* [Problem]: Show every line of the data that contains the word "prompts", copying each line in full.

* [Data section]:
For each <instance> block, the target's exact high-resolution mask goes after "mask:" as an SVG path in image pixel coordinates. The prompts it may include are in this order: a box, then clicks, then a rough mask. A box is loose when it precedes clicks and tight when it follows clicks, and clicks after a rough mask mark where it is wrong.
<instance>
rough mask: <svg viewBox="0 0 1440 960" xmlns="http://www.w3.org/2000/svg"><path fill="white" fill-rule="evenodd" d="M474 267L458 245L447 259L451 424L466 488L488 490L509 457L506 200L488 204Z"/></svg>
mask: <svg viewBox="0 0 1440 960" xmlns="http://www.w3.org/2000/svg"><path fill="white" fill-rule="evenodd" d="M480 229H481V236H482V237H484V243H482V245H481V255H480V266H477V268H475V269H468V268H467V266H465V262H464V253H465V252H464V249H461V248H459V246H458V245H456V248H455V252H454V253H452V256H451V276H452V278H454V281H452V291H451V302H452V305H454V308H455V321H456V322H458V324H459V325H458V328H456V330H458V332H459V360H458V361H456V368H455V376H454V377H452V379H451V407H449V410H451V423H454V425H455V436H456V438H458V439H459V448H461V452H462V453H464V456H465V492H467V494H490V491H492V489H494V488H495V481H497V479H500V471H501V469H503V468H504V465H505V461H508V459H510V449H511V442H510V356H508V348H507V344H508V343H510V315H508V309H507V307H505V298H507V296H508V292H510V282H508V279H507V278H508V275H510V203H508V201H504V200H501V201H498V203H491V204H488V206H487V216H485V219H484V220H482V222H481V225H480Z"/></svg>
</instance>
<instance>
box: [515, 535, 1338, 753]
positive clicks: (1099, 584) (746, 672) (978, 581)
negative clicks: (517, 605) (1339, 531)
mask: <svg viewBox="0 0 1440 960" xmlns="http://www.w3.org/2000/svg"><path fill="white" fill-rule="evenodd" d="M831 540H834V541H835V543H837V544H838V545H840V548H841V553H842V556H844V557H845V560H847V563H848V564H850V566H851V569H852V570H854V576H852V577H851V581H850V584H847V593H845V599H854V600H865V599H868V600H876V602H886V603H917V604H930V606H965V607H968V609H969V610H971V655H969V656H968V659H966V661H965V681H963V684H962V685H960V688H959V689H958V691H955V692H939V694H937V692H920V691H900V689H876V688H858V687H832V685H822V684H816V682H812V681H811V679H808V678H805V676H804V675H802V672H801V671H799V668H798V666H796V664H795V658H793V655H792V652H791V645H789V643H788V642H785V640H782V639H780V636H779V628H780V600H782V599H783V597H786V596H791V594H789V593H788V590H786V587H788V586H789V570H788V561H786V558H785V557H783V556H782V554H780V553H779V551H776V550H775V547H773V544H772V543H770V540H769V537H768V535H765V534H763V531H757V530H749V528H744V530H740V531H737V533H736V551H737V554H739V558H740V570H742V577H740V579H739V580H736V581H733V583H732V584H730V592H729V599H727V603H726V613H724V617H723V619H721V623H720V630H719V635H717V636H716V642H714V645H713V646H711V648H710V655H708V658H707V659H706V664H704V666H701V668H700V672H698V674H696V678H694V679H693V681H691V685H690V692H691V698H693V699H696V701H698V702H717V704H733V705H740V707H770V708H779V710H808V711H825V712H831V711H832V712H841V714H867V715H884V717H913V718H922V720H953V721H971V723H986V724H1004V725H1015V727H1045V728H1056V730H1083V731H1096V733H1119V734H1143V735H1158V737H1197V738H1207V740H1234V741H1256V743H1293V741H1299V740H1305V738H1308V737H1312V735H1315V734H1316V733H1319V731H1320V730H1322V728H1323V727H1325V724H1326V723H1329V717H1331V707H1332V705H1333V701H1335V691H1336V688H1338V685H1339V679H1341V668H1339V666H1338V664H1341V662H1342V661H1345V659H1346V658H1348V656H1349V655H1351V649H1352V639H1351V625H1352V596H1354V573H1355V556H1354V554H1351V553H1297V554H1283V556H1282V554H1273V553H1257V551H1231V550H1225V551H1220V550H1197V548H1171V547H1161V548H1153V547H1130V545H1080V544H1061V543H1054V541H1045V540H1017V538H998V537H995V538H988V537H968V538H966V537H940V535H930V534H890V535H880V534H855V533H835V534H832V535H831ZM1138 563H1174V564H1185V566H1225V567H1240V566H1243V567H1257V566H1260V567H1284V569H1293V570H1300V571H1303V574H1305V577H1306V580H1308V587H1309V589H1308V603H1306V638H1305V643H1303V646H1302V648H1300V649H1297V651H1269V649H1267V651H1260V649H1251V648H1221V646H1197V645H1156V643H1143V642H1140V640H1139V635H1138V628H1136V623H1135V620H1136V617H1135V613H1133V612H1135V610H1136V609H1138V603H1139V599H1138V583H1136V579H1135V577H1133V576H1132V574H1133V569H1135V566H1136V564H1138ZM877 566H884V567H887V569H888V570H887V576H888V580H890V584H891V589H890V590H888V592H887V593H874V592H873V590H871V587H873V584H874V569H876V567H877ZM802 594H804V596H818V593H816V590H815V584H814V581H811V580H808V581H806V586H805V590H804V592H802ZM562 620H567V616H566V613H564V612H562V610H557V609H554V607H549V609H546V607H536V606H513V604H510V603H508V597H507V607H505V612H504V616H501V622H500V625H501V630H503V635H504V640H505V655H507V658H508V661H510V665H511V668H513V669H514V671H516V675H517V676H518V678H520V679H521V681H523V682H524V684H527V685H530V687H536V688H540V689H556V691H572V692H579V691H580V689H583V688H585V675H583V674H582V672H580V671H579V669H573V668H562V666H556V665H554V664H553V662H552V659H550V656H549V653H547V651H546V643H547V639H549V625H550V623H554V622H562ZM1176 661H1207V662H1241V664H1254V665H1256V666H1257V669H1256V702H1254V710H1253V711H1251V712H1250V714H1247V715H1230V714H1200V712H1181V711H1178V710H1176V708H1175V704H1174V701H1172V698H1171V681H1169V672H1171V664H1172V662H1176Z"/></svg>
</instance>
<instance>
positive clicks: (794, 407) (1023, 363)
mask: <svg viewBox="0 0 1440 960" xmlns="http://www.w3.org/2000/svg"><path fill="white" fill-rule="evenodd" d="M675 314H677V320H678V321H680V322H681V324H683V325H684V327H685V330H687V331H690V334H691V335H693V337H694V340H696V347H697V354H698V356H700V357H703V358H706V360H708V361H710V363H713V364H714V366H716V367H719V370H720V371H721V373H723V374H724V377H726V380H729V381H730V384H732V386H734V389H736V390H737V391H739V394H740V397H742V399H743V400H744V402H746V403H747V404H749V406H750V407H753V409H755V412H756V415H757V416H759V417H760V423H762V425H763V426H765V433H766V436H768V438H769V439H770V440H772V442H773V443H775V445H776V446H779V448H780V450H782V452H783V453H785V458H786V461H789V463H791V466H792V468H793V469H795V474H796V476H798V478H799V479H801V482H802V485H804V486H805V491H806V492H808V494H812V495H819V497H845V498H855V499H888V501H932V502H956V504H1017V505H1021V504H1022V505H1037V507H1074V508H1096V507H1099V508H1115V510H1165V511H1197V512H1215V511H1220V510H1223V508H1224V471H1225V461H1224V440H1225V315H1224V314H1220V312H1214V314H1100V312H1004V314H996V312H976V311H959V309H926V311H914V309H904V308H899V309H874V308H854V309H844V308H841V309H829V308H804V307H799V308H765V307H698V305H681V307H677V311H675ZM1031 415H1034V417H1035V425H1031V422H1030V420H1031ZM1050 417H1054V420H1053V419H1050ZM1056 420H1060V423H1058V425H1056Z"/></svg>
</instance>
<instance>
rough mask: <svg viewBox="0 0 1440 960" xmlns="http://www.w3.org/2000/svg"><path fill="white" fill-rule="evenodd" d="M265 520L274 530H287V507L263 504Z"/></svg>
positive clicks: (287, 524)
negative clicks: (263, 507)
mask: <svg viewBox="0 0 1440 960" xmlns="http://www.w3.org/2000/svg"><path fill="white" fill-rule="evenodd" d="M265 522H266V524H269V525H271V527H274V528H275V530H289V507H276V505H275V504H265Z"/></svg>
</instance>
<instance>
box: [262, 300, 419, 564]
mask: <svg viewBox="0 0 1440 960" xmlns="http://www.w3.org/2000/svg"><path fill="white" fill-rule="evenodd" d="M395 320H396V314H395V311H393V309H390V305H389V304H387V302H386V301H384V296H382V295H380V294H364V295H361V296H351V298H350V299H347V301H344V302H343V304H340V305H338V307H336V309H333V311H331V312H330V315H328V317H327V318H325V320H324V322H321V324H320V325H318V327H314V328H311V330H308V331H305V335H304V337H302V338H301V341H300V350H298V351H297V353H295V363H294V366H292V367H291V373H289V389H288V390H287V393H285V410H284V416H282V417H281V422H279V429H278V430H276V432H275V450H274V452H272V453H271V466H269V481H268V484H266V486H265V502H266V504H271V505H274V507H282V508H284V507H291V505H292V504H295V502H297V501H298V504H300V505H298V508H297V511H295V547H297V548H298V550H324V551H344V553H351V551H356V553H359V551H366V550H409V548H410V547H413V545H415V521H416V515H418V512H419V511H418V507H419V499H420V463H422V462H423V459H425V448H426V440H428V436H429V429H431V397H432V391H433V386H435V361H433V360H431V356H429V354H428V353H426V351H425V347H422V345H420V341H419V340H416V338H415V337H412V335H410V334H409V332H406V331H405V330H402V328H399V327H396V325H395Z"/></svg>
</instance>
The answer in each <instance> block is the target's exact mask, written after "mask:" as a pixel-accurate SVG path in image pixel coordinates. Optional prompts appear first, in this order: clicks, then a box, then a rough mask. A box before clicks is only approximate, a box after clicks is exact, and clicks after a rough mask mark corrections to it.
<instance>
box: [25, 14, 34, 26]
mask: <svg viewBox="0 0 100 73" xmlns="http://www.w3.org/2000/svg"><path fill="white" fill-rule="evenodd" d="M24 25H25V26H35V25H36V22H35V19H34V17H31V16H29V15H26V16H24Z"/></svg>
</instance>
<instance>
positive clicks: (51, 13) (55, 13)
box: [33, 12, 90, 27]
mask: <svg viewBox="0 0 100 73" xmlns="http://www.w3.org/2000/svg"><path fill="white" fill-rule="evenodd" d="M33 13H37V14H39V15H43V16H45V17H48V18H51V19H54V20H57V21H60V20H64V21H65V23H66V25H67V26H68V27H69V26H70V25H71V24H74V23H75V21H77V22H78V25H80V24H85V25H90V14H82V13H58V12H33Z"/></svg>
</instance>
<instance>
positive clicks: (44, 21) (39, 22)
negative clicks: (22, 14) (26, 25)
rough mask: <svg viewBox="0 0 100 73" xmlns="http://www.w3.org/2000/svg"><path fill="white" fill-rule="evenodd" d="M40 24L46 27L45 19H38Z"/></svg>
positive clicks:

* [Output below]:
For each <instance> block, the target's exact high-resolution mask goes after "mask:" as an SVG path in image pixel coordinates. The prompts it may include are in this order: a box, then clicks, then a rough mask. A box is loose when it precedes clicks and tight when it follows clicks, and clicks after a rough mask mark where it is wrong.
The answer in each <instance> block is the target's exact mask, written after "mask:" as a pixel-accurate SVG path in image pixel coordinates. Optional prompts appear first, in this order: clicks, then a box, then a rough mask. A box before clicks is only approximate, a box after clicks is exact, and clicks after a rough mask mark corrections to it.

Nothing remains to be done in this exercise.